What is needed is a word-for-word copy of the listing below, without pictures.

▸ **Records provided**
****************
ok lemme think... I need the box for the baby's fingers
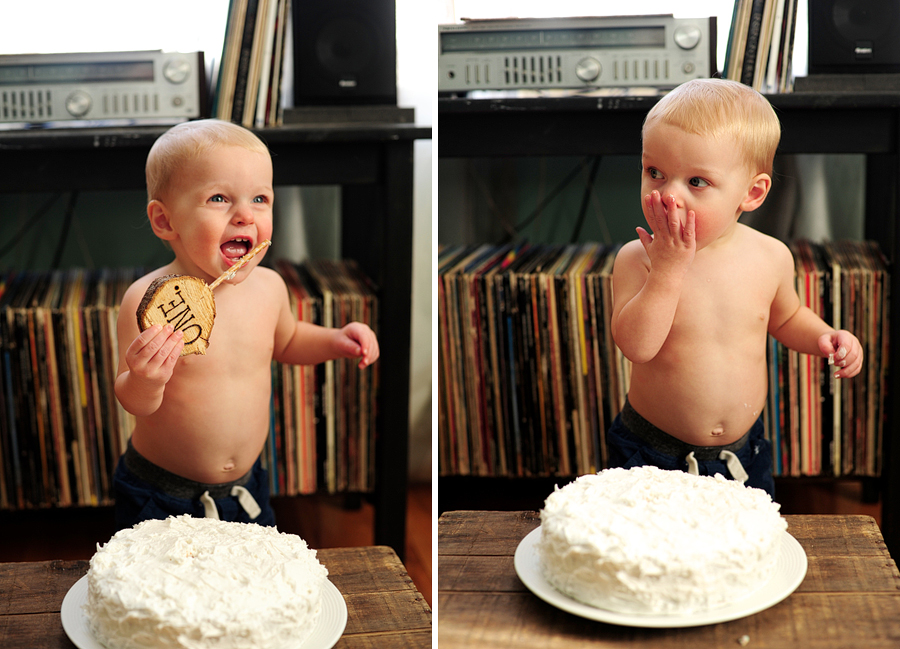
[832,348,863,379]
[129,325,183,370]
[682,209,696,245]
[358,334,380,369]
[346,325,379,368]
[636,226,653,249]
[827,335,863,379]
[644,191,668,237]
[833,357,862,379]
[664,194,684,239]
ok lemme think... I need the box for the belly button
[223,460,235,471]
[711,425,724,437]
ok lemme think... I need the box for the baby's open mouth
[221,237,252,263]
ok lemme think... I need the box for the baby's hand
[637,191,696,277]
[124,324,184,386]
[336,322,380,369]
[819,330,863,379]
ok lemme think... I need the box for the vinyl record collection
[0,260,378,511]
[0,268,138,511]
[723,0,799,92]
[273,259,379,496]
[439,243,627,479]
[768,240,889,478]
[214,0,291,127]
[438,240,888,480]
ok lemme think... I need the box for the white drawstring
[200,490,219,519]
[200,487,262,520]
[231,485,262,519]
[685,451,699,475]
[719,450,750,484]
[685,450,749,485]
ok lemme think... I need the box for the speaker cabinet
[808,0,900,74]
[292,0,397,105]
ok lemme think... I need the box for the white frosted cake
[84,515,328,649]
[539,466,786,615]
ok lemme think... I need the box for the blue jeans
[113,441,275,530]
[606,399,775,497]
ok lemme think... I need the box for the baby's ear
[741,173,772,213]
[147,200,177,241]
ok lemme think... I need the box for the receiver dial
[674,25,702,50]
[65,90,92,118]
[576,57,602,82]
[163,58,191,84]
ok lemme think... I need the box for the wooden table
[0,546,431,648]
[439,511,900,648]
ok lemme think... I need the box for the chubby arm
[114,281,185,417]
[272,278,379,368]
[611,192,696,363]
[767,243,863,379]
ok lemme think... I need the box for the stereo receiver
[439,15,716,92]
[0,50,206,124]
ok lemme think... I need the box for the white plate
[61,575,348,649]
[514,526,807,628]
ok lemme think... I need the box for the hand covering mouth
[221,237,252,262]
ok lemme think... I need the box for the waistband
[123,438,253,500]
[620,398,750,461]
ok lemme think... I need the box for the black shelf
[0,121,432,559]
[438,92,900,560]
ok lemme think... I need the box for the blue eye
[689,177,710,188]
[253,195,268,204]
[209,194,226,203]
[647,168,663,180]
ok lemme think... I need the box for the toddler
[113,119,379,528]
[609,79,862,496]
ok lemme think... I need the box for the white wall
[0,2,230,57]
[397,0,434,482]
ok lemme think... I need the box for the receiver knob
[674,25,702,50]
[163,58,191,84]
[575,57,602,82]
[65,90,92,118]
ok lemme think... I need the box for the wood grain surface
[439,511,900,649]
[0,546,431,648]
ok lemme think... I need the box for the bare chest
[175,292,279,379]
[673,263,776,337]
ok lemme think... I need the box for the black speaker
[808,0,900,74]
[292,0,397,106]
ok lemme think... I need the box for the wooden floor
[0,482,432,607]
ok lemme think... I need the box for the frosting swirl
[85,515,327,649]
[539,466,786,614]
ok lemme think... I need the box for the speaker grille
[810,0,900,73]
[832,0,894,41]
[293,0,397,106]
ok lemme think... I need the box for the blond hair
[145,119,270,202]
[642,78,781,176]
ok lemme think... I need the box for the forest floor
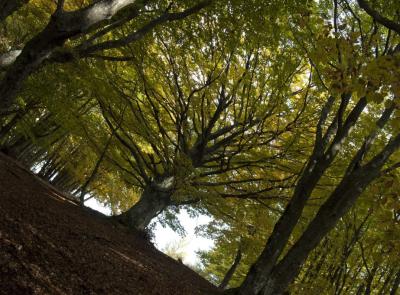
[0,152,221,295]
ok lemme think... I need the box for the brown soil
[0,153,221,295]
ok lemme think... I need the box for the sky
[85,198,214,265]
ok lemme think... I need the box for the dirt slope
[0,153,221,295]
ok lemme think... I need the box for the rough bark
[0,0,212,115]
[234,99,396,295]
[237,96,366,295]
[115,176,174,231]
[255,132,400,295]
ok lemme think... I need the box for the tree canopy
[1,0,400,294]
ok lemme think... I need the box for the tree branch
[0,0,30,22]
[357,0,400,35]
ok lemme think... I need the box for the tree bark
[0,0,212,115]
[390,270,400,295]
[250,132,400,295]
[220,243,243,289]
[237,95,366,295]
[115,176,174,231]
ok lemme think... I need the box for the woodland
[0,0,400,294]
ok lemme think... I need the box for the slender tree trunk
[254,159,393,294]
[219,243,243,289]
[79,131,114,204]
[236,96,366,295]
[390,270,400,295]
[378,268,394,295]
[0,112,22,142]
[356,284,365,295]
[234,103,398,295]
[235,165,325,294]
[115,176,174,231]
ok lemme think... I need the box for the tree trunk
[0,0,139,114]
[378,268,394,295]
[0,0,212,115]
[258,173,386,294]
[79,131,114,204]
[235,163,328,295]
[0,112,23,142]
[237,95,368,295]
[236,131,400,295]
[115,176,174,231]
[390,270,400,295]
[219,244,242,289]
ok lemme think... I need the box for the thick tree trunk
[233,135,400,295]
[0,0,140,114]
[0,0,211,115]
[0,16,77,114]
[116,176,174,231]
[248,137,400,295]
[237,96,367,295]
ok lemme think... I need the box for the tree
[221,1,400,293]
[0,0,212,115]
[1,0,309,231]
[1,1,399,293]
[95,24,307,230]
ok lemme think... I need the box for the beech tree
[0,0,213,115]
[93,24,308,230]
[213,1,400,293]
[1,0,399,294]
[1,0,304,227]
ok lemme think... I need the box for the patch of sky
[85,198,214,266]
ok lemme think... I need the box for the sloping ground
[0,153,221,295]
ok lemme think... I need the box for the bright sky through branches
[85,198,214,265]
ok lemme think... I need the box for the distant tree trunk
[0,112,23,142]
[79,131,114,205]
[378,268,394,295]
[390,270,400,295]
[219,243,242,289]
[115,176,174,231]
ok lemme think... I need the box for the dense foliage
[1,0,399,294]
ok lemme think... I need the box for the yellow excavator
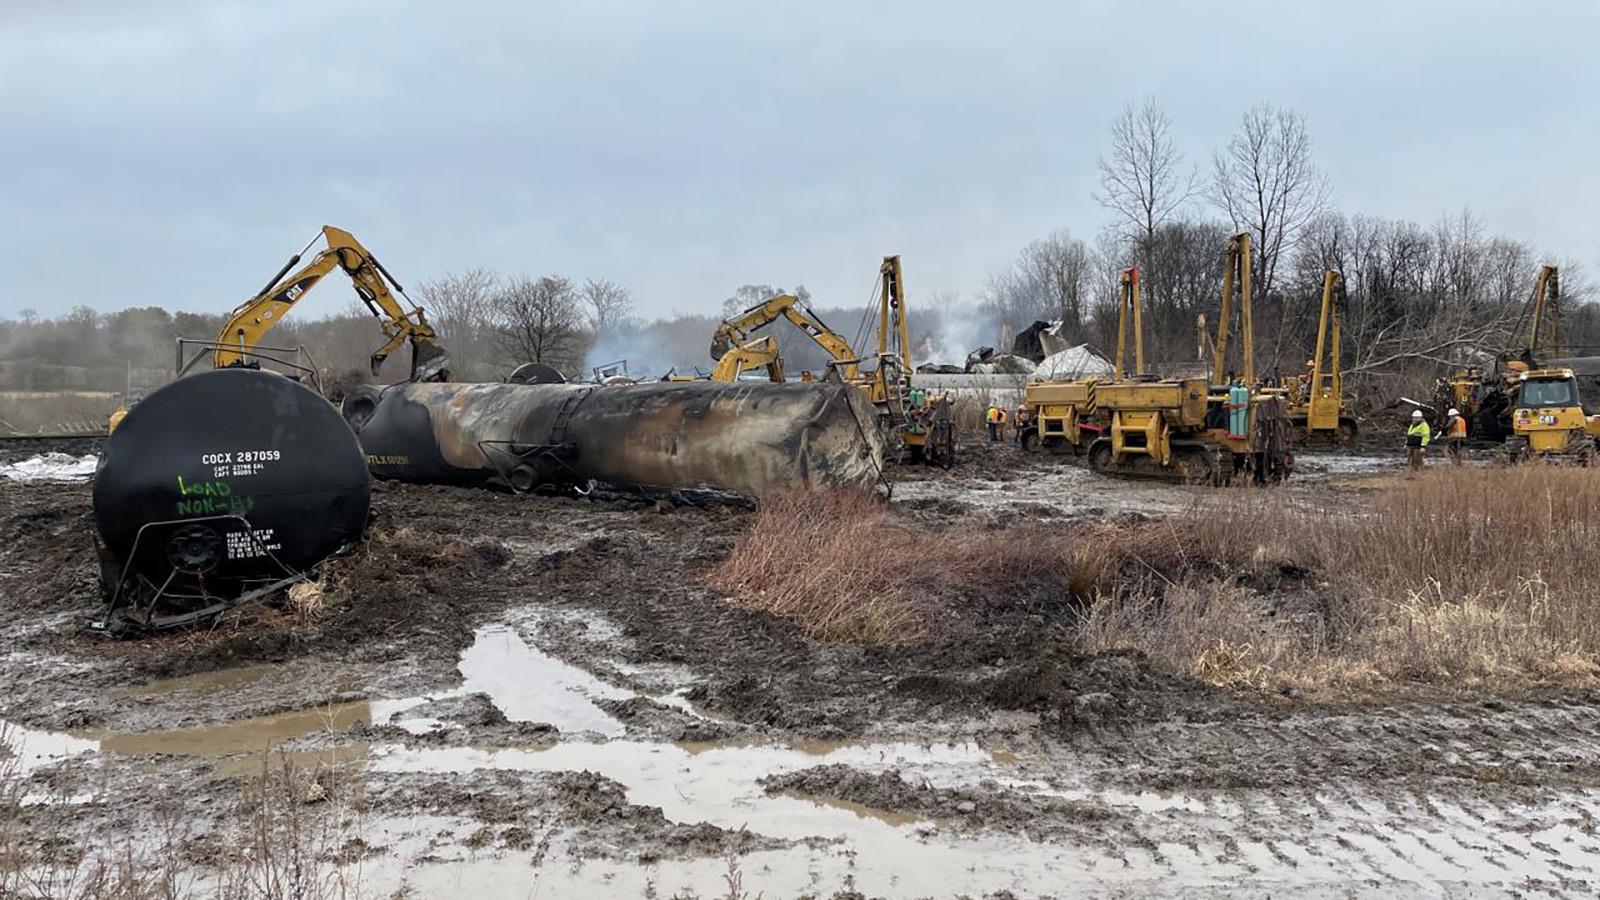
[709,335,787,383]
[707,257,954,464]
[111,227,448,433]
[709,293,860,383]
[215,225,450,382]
****************
▸ **Solution for this task**
ok lemme think... I need the box for the baby's fingers
[832,348,863,379]
[129,325,183,370]
[682,209,696,245]
[358,334,380,369]
[346,325,379,368]
[636,226,653,249]
[827,335,863,379]
[644,191,668,237]
[833,357,862,379]
[664,194,684,239]
ok lemme think... I need the box for the belly button
[223,460,235,471]
[711,425,724,437]
ok lemme think... I need the box for the baby's open mouth
[221,237,252,263]
ok lemme think... I need the box for the baby's hand
[637,191,696,277]
[124,324,184,386]
[336,322,380,369]
[819,330,863,379]
ok lemme think... I need the box for the vinyl record collection
[0,260,378,511]
[0,268,138,511]
[723,0,799,92]
[273,259,379,496]
[439,243,627,479]
[768,240,889,478]
[214,0,291,127]
[438,240,888,480]
ok lemme think... I need the box for the white drawstring
[200,490,219,519]
[200,487,262,520]
[231,485,262,519]
[685,451,699,475]
[719,450,750,484]
[685,450,749,485]
ok lemme think... I need the box for the speaker cabinet
[808,0,900,74]
[292,0,397,105]
ok lemme think... I need the box for the white frosted cake
[84,515,328,649]
[539,466,786,615]
ok lemme think... I need the box for the blue jeans
[113,441,275,530]
[606,399,775,497]
ok lemme think... I need the box for the baby's ear
[741,173,772,213]
[147,200,177,241]
ok lemme think... I need the box for the receiver dial
[674,25,702,50]
[65,90,92,118]
[576,57,602,82]
[163,58,191,84]
ok lemme think... I need the box for the wooden table
[0,546,431,648]
[439,511,900,648]
ok lemme think... I need the box for the chubby arm
[114,281,185,417]
[272,278,379,368]
[611,192,696,363]
[767,243,863,379]
ok lemme think... I need the box for the stereo receiver
[439,15,716,92]
[0,50,206,124]
ok lemme think... I need the box for the white plate
[61,575,348,649]
[514,526,807,628]
ok lemme think... I need the box for the hand covering mouth
[221,237,252,262]
ok lemme think... I need the box for the waistband
[123,438,253,500]
[620,398,750,461]
ok lemme think... I need the box for the black shelf
[0,121,432,559]
[438,92,900,560]
ok lemme think... I need the box for the blue eye
[689,177,710,188]
[253,195,268,204]
[209,194,226,203]
[647,168,663,180]
ok lemme think... I need the box for the toddler
[113,119,379,528]
[609,79,862,496]
ok lemme think... I need the box for the white wall
[0,2,230,57]
[397,0,434,482]
ok lemme think... I need the box for the receiver knob
[674,25,702,50]
[163,58,191,84]
[575,57,602,82]
[65,90,92,118]
ok lemme think... I need the box for the wood grain surface
[439,511,900,649]
[0,546,431,648]
ok lemme think... I need the box for the bare chest
[175,292,279,379]
[673,263,776,337]
ok lemme think... I need the box for the black speaker
[808,0,900,74]
[292,0,397,106]
ok lemme think... I need the box for the wooden floor
[0,482,432,607]
ok lemme think... I need the box for the frosting swirl
[85,515,327,649]
[539,466,786,614]
ok lemme think... I need the box for the speaker grille
[810,0,900,73]
[832,0,894,41]
[293,0,397,106]
ok lemme think... I need the box for the blond hair
[145,119,270,202]
[642,78,781,176]
ok lemme think... I need the box for the forest floor
[0,152,221,295]
ok lemme think... I need the box for the brown soil
[0,153,221,295]
ok lemme think... I need the box for the sky
[85,198,214,265]
ok lemme think... I need the box for the dirt slope
[0,153,221,295]
ok lemme think... I need the box for the rough bark
[0,0,212,115]
[234,99,396,295]
[237,96,366,295]
[115,176,174,231]
[255,132,400,295]
ok lemme think... I need the box for the tree canopy
[1,0,400,294]
ok lemme think... I need the box for the tree branch
[0,0,30,22]
[357,0,400,35]
ok lemme think... I need the box for the tree bark
[0,0,212,115]
[390,270,400,295]
[250,132,400,295]
[220,243,243,289]
[237,95,366,295]
[115,176,174,231]
ok lemme think... I need the box for the woodland
[0,0,400,294]
ok lemme think... I need the box for the slender tree trunk
[254,159,393,294]
[219,243,243,289]
[79,131,114,204]
[236,96,366,295]
[390,270,400,295]
[378,268,394,295]
[0,112,22,142]
[356,284,365,295]
[234,103,398,295]
[235,165,325,294]
[115,176,174,231]
ok lemme think... I need the box for the tree trunk
[0,0,139,114]
[378,268,394,295]
[0,0,212,115]
[258,173,386,294]
[79,131,114,204]
[235,163,328,295]
[0,112,23,142]
[237,95,368,295]
[236,131,400,295]
[115,176,174,231]
[390,270,400,295]
[219,244,242,289]
ok lemme think... I need the box for the thick tree trunk
[233,135,400,295]
[0,0,140,114]
[0,0,211,115]
[0,16,77,114]
[116,176,174,231]
[248,137,400,295]
[237,96,367,295]
ok lemme think... I need the box for the tree
[221,1,400,293]
[0,0,212,115]
[1,0,309,231]
[1,1,399,293]
[95,24,307,230]
ok lemme think... I need the box for the beech tree
[0,0,213,115]
[93,24,308,230]
[213,1,400,293]
[1,0,399,294]
[1,0,304,227]
ok lemme think... I need the box for the patch of sky
[85,198,214,266]
ok lemme think... I need the box for the sloping ground
[0,153,221,295]
ok lemme think... I need the box for the bright sky through branches
[85,198,214,265]
ok lemme think... I need the box for the distant tree trunk
[0,112,23,142]
[79,131,114,205]
[378,268,394,295]
[390,270,400,295]
[219,243,242,289]
[115,176,174,231]
ok lemme think... I need the box for the dense foliage
[1,0,399,294]
ok lemme think... I need the box for the yellow excavator
[709,335,787,383]
[707,257,954,464]
[111,227,448,433]
[709,293,860,383]
[215,225,450,382]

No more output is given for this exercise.